WHAT THE TASK REQUIRES -> Your job is to retype all of the data word for word, leaving every image out.

--- DATA FOR PROCESSING ---

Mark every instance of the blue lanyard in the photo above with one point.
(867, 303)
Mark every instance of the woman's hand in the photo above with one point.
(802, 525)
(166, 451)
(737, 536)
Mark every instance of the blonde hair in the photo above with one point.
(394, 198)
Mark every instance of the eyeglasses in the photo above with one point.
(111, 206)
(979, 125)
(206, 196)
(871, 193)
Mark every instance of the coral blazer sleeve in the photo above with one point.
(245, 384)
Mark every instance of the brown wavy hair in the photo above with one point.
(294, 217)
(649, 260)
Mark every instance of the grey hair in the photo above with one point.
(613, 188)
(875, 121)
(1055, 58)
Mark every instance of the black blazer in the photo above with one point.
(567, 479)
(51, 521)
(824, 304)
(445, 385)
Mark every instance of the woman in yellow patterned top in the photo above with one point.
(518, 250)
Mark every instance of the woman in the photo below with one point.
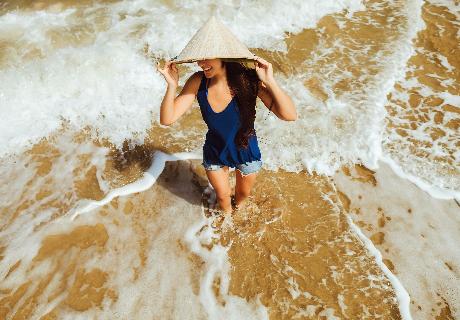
(227, 93)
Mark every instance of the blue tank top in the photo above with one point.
(220, 146)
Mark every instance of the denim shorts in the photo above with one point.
(244, 168)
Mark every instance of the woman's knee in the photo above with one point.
(223, 195)
(244, 192)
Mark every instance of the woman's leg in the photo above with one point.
(220, 183)
(243, 186)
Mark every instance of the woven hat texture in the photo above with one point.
(214, 40)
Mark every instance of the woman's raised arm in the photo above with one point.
(273, 97)
(172, 108)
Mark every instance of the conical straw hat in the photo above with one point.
(214, 40)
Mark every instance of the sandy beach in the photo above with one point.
(106, 214)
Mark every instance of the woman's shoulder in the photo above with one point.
(195, 79)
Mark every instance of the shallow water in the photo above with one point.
(93, 226)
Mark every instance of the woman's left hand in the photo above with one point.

---

RESPONSE BELOW ->
Mark every instance of the blue lanyard in the photo above with one point.
(867, 303)
Mark every instance of the woman's hand in the photo above with one point.
(802, 525)
(166, 451)
(737, 536)
Mark every instance of the blonde hair in the photo above with one point.
(394, 198)
Mark every instance of the eyeglasses in the photo above with one point.
(111, 206)
(979, 125)
(206, 196)
(871, 193)
Mark every instance of the coral blazer sleeve in the photo above with one point.
(245, 384)
Mark every instance of the brown wavy hair in the photo above with one point.
(294, 217)
(649, 260)
Mark every instance of the grey hair in the photo above with one point.
(613, 188)
(875, 121)
(1055, 58)
Mark every instance of the black blazer in the photo above with one point.
(567, 479)
(51, 521)
(824, 304)
(445, 385)
Mark every instance of the woman in yellow patterned top in the photo above with one point.
(518, 250)
Mark every instance of the woman in the photo below with one point.
(227, 93)
Mark every instance of the blue tank top in the photo above with one point.
(220, 146)
Mark every instance of the denim shorts in the photo above with one point.
(244, 168)
Mark every instance of the woman's knee in the photo above with one point.
(223, 195)
(244, 192)
Mark every instance of the woman's leg in the photo above with one point.
(220, 183)
(243, 186)
Mark every instance of the woven hat texture in the photo above with one point.
(214, 40)
Mark every instance of the woman's raised arm in the photo above with one point.
(273, 97)
(172, 108)
Mark every instance of the conical straw hat in the photo above with one point.
(214, 40)
Mark every instance of the sandy beach in the photo above with one point.
(106, 214)
Mark every instance of the woman's shoulder in the photo above with one point.
(195, 79)
Mark every instance of the shallow water in the photo above with one point.
(93, 226)
Mark every instance of the woman's left hand in the photo above with one point.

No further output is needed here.